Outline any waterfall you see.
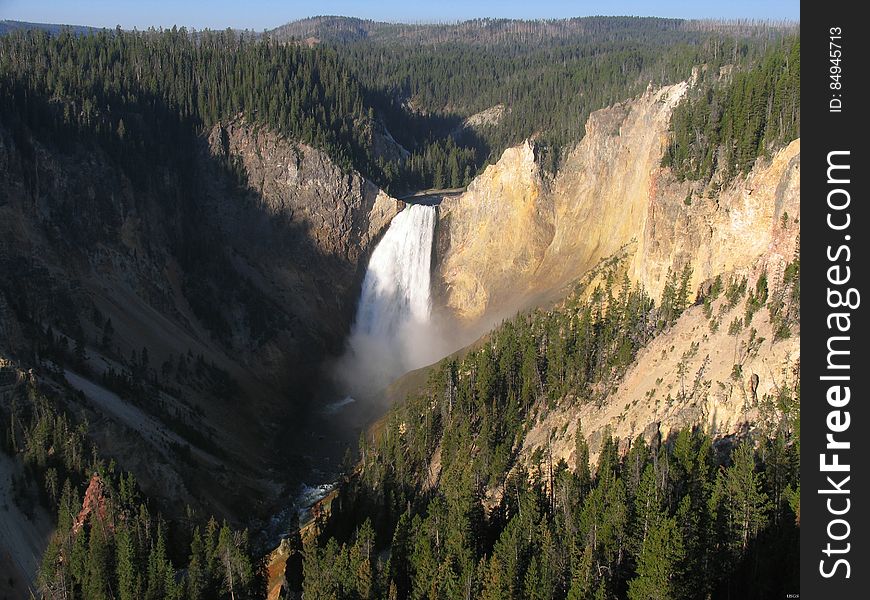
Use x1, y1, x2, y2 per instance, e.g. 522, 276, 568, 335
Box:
339, 204, 437, 393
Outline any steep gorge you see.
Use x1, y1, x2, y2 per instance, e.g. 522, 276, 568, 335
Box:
437, 83, 800, 326
428, 83, 800, 466
0, 113, 399, 520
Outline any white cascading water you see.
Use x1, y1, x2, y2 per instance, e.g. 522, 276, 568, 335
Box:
339, 204, 435, 393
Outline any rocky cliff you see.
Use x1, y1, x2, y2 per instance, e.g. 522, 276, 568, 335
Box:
437, 83, 800, 323
436, 83, 800, 466
0, 119, 399, 517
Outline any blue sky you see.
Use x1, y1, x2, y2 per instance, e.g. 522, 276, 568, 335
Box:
0, 0, 800, 31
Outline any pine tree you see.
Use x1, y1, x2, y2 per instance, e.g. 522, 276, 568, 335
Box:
628, 517, 683, 600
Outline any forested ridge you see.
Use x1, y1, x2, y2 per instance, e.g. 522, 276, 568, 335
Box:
662, 38, 801, 185
0, 18, 795, 193
0, 19, 800, 600
0, 380, 265, 600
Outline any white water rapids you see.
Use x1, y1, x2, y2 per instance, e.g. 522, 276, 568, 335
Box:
337, 204, 441, 395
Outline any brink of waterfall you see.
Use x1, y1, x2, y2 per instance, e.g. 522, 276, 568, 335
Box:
337, 204, 440, 395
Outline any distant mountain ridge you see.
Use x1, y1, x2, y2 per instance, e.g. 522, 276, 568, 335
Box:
267, 15, 797, 45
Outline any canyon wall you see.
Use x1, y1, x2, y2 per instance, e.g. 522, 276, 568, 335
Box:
437, 83, 800, 324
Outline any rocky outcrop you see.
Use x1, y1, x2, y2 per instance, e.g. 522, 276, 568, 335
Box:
437, 83, 800, 469
0, 119, 400, 519
208, 118, 398, 265
437, 143, 554, 320
437, 83, 800, 324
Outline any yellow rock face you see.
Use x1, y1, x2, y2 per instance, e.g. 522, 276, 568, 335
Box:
439, 142, 553, 320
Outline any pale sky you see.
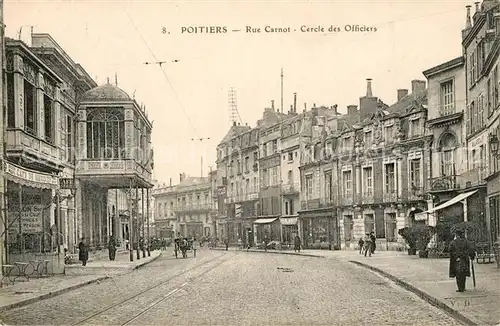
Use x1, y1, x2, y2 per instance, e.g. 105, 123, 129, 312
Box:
4, 0, 474, 183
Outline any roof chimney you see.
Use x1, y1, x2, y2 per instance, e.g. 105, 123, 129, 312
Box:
347, 105, 358, 116
465, 5, 472, 29
366, 78, 373, 97
411, 79, 425, 93
398, 89, 408, 102
293, 93, 297, 113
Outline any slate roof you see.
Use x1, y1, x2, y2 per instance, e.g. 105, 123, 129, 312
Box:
82, 84, 131, 102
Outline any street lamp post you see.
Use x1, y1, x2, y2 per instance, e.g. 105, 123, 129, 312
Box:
489, 134, 499, 157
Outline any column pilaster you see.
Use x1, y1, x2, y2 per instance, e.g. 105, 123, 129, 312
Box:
35, 72, 45, 140
13, 54, 24, 129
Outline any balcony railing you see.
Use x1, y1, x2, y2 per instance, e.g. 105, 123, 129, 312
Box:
342, 193, 354, 206
281, 183, 300, 195
6, 128, 61, 168
456, 167, 488, 188
429, 175, 459, 191
361, 191, 375, 204
408, 186, 424, 200
383, 191, 398, 203
175, 204, 213, 212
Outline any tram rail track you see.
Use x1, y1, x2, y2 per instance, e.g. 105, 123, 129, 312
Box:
72, 255, 234, 325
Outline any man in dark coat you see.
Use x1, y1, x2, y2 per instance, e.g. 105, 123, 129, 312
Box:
78, 238, 89, 266
449, 230, 476, 292
108, 236, 116, 261
293, 235, 302, 252
370, 232, 377, 254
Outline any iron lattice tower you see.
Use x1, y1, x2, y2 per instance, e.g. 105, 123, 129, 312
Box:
228, 87, 238, 125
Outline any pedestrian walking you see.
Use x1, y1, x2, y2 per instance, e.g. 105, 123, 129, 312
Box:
370, 231, 377, 254
108, 236, 116, 261
449, 230, 476, 292
192, 238, 200, 257
78, 237, 89, 266
358, 237, 365, 255
293, 235, 302, 252
363, 233, 372, 257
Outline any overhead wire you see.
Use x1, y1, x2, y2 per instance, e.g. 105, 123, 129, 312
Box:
122, 6, 198, 135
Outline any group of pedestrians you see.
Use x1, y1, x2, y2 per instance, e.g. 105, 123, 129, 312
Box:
78, 236, 117, 266
358, 232, 377, 257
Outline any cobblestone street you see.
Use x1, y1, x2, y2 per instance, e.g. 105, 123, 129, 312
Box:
0, 250, 459, 325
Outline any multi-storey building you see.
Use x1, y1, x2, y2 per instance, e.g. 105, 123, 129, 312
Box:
107, 189, 130, 248
415, 57, 485, 240
253, 107, 288, 243
297, 106, 340, 248
4, 34, 96, 272
463, 1, 500, 243
280, 93, 304, 243
462, 1, 500, 242
214, 123, 254, 244
153, 179, 180, 239
333, 80, 429, 250
153, 173, 214, 238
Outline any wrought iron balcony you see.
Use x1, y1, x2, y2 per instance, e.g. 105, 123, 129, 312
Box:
383, 190, 398, 203
456, 167, 488, 188
281, 183, 300, 195
6, 129, 62, 171
342, 193, 354, 206
408, 186, 424, 200
429, 175, 460, 191
361, 191, 375, 204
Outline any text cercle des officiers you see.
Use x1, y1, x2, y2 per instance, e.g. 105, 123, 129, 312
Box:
181, 24, 377, 34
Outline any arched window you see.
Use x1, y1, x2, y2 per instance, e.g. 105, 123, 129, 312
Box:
87, 108, 125, 159
439, 133, 457, 176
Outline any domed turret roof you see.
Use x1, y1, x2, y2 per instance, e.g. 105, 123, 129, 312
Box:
82, 83, 130, 101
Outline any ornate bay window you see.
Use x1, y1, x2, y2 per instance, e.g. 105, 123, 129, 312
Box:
87, 108, 125, 159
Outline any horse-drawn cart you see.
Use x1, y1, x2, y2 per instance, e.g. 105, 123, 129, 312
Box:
174, 238, 196, 258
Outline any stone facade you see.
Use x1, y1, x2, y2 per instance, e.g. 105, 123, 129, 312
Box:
153, 174, 215, 239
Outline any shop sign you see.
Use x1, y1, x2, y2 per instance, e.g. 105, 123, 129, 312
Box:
3, 162, 59, 189
9, 204, 44, 234
217, 187, 226, 196
59, 178, 75, 189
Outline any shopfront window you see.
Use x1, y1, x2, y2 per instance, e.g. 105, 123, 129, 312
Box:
344, 215, 354, 241
87, 109, 125, 159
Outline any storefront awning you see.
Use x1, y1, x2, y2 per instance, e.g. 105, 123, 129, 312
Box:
420, 190, 477, 214
415, 212, 433, 221
254, 217, 278, 224
280, 217, 298, 225
3, 162, 59, 189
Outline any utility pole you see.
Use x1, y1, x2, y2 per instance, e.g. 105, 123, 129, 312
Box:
0, 0, 8, 276
191, 137, 210, 177
281, 68, 283, 113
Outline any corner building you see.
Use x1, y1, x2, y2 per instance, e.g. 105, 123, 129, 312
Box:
334, 80, 429, 250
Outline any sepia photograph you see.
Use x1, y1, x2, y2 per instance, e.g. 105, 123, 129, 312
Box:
0, 0, 500, 326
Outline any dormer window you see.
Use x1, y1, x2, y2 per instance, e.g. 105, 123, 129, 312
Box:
363, 130, 373, 147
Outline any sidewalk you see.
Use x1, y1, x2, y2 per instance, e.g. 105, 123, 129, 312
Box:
65, 250, 161, 276
0, 250, 161, 312
344, 251, 500, 325
219, 247, 500, 325
211, 247, 333, 258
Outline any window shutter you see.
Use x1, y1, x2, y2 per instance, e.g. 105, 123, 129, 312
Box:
464, 104, 471, 135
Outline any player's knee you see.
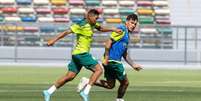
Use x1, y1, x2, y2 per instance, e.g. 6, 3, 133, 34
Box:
124, 80, 129, 87
95, 65, 103, 74
108, 83, 115, 89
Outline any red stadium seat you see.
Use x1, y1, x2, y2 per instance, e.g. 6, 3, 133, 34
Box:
1, 7, 17, 13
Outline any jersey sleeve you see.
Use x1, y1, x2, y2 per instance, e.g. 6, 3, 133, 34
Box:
110, 25, 125, 41
70, 24, 80, 34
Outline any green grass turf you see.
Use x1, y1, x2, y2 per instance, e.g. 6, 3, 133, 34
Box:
0, 67, 201, 101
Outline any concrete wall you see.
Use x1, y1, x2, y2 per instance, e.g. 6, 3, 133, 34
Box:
0, 47, 201, 65
169, 0, 201, 25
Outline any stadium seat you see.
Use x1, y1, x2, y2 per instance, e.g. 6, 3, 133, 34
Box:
137, 1, 153, 6
119, 8, 134, 15
156, 20, 171, 25
106, 18, 122, 23
18, 8, 35, 14
0, 0, 15, 5
38, 17, 54, 22
57, 27, 67, 32
69, 0, 84, 5
119, 0, 135, 6
153, 1, 168, 7
70, 16, 83, 23
51, 0, 66, 5
1, 7, 17, 13
5, 16, 21, 22
97, 18, 104, 23
70, 8, 85, 14
102, 0, 117, 6
52, 8, 69, 14
54, 17, 69, 23
155, 9, 170, 15
103, 8, 119, 15
24, 26, 39, 32
21, 16, 37, 22
139, 16, 154, 24
85, 0, 100, 6
33, 0, 49, 5
96, 8, 103, 14
16, 0, 32, 5
40, 26, 55, 33
137, 8, 154, 15
36, 8, 51, 14
0, 16, 4, 22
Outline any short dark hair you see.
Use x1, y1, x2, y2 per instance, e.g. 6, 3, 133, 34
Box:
88, 9, 100, 16
126, 14, 138, 21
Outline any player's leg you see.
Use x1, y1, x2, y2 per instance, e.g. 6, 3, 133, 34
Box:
117, 75, 129, 101
79, 53, 103, 101
80, 64, 103, 101
95, 63, 116, 89
43, 60, 81, 101
95, 80, 116, 89
114, 63, 129, 101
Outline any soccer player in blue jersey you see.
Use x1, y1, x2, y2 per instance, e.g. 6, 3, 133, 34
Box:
78, 14, 142, 101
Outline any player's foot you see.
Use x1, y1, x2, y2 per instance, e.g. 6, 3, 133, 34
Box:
77, 77, 89, 92
116, 99, 124, 101
43, 90, 51, 101
80, 90, 89, 101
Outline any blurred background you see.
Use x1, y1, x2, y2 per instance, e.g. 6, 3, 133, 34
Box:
0, 0, 201, 69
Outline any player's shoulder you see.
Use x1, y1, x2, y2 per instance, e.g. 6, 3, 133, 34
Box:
116, 24, 125, 30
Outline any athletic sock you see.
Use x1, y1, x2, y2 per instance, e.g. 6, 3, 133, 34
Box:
84, 84, 91, 95
116, 98, 124, 101
47, 85, 57, 94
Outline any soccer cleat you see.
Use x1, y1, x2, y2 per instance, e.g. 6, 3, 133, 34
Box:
77, 77, 89, 93
43, 90, 51, 101
80, 90, 89, 101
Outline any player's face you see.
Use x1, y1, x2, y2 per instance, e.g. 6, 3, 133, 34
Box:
126, 19, 137, 32
88, 15, 99, 24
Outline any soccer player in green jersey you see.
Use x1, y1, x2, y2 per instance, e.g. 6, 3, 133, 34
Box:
43, 9, 122, 101
78, 14, 142, 101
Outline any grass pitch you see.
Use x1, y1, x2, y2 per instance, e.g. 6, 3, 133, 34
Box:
0, 67, 201, 101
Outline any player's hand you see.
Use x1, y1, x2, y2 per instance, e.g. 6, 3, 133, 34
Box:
103, 55, 109, 66
115, 29, 123, 34
47, 40, 54, 46
133, 64, 142, 71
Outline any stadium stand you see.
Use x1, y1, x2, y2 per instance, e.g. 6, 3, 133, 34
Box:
0, 0, 172, 48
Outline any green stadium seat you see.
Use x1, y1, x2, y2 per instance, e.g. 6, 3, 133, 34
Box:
119, 8, 134, 15
1, 7, 17, 13
85, 0, 100, 6
139, 16, 154, 24
16, 0, 32, 5
57, 27, 67, 32
0, 16, 4, 22
157, 28, 173, 34
0, 0, 15, 5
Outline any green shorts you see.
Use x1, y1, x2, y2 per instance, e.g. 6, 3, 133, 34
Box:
68, 53, 98, 73
104, 62, 126, 80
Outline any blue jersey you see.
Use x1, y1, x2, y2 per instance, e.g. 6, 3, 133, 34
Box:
109, 24, 129, 61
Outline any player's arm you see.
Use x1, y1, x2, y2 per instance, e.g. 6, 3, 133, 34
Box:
47, 30, 72, 46
123, 50, 142, 71
95, 26, 122, 34
103, 39, 112, 65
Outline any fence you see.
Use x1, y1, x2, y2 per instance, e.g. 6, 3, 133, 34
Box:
0, 24, 201, 65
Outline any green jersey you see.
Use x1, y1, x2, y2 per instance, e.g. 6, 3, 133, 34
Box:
70, 19, 100, 55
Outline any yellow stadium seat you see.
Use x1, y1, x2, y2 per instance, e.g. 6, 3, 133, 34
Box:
106, 18, 122, 23
51, 0, 66, 5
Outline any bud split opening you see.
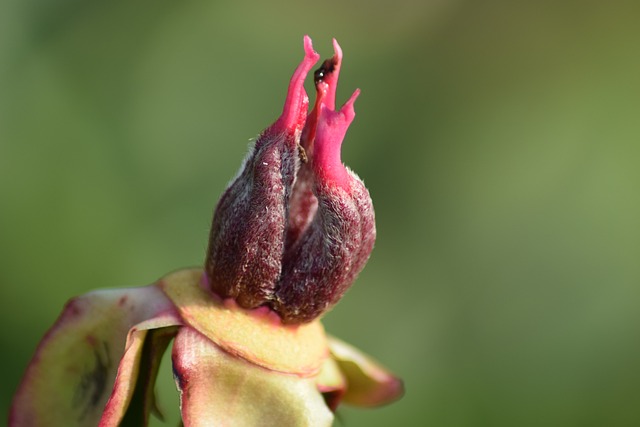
########################################
Written task:
Reproduce the records from the line containing "Outline any domed turret roof you see." to the line containing "174, 238, 196, 258", with both of those lines included.

Response to the exercise:
Outline any domed turret roof you see.
Use x1, y1, x2, y2 per instance, e.g. 105, 123, 129, 312
Box:
82, 83, 130, 101
Outline any ornate bay window you see.
Use x1, y1, x2, y2 per instance, e.g. 105, 123, 129, 312
Box:
87, 108, 125, 159
Outline any horse-drawn cart you see.
Use x1, y1, x2, y2 per instance, e.g. 105, 123, 129, 312
Box:
174, 238, 196, 258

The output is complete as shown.